• Aim: Swap "Locate" for "Find" wherever it occurs in the records below, and give all the records again with nothing else changed. Leave the pictures out of your answer.

• Listed entries:
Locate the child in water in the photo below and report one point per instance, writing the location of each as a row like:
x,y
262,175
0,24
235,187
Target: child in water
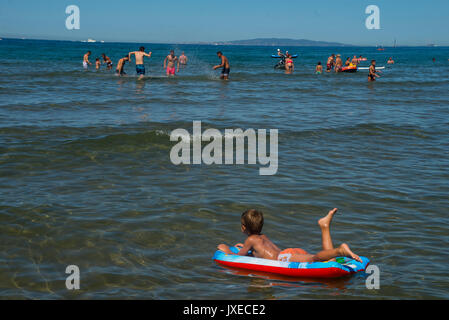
x,y
262,247
372,71
319,68
119,71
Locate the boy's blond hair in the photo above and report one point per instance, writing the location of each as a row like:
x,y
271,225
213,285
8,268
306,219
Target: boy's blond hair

• Solution below:
Find the child in water in the photo below and report one point per instance, writing the location of each as a row like:
x,y
262,175
0,24
235,187
Target: child in water
x,y
262,247
372,71
319,68
119,71
Find the boy's blond hair in the photo above and report one point per instance, writing the location of each as a row like:
x,y
271,225
213,285
8,268
306,219
Target: boy's blond hair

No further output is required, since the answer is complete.